§ **What is being asked**
Pull out every line in the rows below that contains the word "flower". Case counts.

======== Data to use ========

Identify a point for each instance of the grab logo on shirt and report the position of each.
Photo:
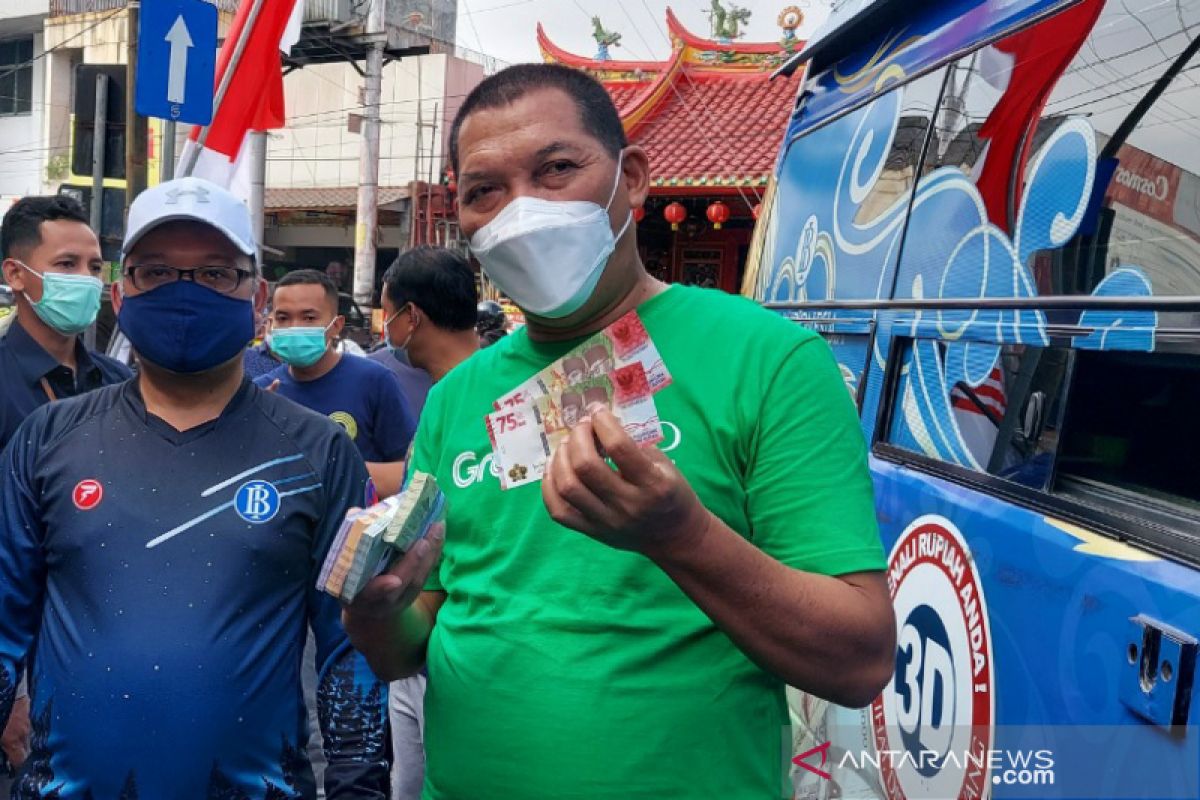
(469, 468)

========
======== Data to use ========

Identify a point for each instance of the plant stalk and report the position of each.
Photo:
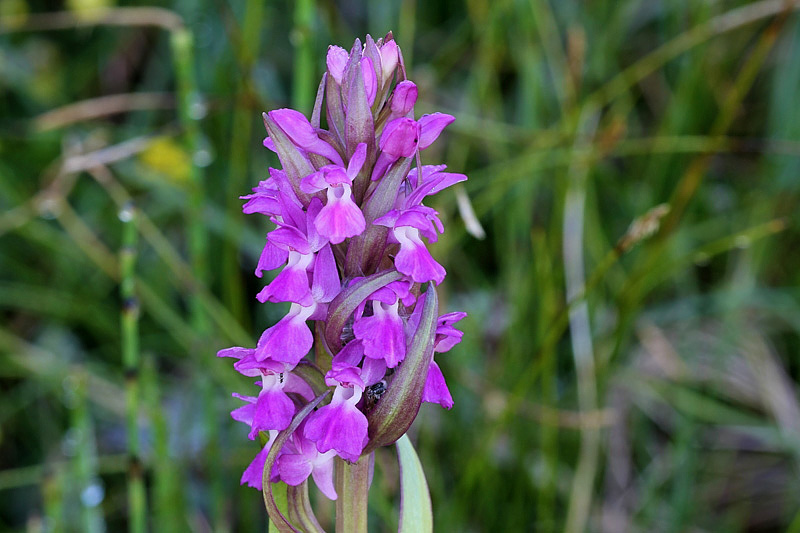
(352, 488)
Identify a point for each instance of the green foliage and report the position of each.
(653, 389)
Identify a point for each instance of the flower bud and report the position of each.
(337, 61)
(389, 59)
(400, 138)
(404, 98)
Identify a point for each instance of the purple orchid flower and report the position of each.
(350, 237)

========
======== Data to use ========

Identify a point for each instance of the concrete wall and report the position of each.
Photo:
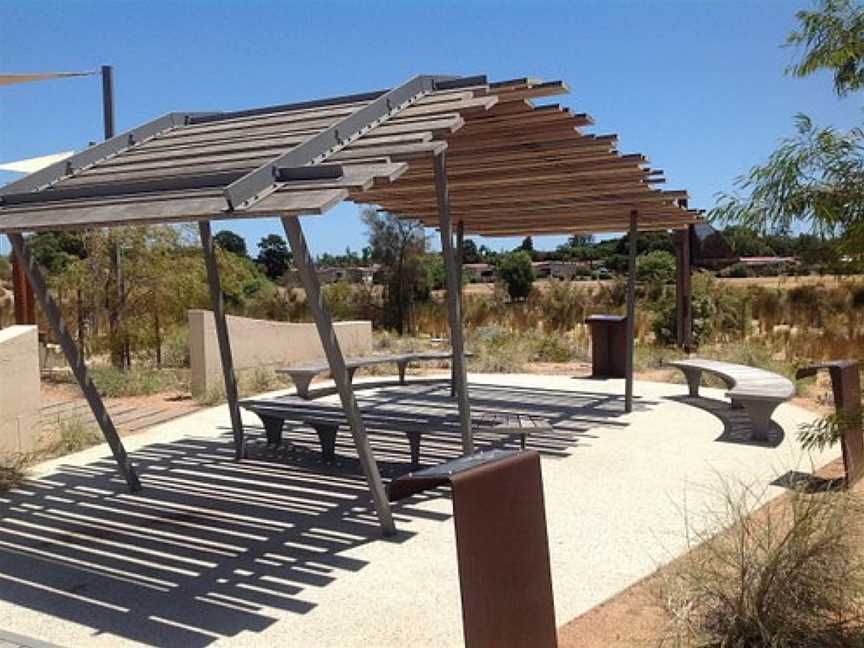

========

§ **Final answer**
Identify a point for each instance of the flower bud and report the position of each.
Identify a point for each instance of the purple orchid flower and report the position of each.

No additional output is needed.